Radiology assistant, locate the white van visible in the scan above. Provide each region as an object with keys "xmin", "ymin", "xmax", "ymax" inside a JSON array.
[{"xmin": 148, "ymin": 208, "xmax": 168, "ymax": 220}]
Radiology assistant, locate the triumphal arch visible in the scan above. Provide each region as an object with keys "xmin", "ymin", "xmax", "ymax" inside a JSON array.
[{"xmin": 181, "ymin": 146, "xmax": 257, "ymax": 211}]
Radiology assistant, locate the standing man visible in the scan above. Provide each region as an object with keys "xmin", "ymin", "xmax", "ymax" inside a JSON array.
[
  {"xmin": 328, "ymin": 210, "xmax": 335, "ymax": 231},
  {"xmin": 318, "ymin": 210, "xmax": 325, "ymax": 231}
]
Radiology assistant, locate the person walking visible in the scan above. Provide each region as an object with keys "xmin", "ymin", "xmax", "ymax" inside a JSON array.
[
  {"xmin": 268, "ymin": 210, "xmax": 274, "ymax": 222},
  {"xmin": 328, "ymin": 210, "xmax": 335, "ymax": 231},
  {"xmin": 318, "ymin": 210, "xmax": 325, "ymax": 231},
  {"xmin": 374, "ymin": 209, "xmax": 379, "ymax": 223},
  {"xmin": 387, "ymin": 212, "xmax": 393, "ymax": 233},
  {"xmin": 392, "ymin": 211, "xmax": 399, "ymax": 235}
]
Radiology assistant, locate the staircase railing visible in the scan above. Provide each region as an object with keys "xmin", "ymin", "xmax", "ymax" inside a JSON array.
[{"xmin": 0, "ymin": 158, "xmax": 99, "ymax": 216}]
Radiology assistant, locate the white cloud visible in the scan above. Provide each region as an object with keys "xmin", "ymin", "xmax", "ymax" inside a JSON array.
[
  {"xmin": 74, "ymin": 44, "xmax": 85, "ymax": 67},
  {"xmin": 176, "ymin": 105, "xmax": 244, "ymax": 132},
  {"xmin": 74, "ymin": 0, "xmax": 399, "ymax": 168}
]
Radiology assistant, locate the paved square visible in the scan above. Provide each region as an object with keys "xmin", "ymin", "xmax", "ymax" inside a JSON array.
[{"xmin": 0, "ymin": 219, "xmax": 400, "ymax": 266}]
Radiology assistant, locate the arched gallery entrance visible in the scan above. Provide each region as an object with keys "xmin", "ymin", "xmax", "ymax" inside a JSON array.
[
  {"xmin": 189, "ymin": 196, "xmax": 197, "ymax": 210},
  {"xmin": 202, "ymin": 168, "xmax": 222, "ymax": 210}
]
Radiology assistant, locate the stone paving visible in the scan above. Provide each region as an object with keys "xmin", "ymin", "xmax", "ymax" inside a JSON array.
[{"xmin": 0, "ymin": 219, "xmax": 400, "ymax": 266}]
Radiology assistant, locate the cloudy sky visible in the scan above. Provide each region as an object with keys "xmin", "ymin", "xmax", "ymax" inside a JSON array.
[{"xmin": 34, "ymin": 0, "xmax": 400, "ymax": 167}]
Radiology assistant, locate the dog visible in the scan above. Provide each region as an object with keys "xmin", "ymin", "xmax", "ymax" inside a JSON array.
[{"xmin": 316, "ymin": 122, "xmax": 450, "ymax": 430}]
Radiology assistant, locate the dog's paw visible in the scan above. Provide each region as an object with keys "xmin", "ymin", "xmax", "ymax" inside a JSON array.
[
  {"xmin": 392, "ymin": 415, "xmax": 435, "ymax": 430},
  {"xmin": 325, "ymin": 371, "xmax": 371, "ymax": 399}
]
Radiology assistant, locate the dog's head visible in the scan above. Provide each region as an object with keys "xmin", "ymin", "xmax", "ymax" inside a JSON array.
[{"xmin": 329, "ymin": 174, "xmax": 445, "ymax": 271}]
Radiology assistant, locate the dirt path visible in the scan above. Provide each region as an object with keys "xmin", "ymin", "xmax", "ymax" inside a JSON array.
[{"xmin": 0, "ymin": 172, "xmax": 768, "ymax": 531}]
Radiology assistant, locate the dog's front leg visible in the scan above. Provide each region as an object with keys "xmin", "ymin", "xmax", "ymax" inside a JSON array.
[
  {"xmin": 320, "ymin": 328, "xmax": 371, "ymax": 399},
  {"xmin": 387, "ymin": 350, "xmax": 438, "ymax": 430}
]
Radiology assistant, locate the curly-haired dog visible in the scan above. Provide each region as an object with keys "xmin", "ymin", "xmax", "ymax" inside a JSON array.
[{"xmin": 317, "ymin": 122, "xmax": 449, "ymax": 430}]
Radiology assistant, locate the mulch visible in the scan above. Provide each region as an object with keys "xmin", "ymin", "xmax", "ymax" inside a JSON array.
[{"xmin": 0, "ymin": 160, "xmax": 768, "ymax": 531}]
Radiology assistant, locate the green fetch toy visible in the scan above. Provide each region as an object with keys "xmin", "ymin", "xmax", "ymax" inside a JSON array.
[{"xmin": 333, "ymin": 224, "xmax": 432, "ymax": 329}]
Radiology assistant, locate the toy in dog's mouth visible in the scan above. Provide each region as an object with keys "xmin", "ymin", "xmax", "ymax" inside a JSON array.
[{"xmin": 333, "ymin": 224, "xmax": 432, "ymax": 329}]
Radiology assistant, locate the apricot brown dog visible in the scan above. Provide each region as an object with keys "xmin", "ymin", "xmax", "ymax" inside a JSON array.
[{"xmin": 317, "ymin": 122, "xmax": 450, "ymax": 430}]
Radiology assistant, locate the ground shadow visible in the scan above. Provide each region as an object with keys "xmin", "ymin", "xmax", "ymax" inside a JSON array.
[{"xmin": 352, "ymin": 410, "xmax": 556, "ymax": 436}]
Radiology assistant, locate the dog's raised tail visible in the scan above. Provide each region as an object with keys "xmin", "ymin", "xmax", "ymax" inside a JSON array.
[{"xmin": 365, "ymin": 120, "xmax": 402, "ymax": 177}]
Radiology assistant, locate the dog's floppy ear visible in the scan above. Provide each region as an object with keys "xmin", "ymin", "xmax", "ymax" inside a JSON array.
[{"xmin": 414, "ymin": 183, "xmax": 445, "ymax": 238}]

---------------

**Exercise**
Repeat word for word the lines running from the line containing "Radiology assistant, locate the ground" to the end of the entries above, inclusive.

**The solution**
Radiology assistant, locate the ground shadow visible in the scan above. Provide each region as an object with keys "xmin", "ymin", "xmax", "ymax" inside a JSON array.
[{"xmin": 352, "ymin": 410, "xmax": 556, "ymax": 436}]
Radiology assistant, locate the dog's raised tail visible in the scan above. Provide each region as an object with keys "xmin", "ymin", "xmax", "ymax" inside a JSON array.
[{"xmin": 365, "ymin": 120, "xmax": 402, "ymax": 177}]
Radiology assistant, locate the dog's floppy ear visible in the scan above. Provide each region as an object with keys "xmin", "ymin", "xmax", "ymax" inside a JSON array.
[{"xmin": 414, "ymin": 183, "xmax": 445, "ymax": 238}]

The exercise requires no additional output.